_Exercise data:_

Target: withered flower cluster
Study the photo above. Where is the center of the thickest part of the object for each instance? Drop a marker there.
* * *
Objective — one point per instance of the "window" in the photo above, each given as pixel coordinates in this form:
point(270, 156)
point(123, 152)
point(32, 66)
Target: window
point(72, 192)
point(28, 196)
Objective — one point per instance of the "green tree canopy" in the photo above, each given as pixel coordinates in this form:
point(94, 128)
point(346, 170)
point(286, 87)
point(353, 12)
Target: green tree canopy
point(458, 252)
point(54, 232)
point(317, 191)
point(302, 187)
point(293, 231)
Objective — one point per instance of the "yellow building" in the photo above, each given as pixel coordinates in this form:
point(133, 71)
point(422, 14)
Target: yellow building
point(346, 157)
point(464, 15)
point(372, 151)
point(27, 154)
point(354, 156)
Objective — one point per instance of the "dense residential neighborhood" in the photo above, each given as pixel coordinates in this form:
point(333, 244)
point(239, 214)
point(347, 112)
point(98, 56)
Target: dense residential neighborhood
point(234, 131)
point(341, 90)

_Exercise details:_ Which lines in the data above hold the word "form"? Return each of them.

_Response:_
Objective — one point per instance of the "window" in the photo above, each given as pixel coordinates in this form:
Objective — one point per instance of the "green tree canopy" in the photo above, each given as pixel coordinates in this form:
Objective — one point per instance of the "yellow building" in the photo above, each given as pixel coordinates in this form:
Objective — one point per instance of the "dense residential neighborhood" in the photo above, each given as pixel coordinates in this form:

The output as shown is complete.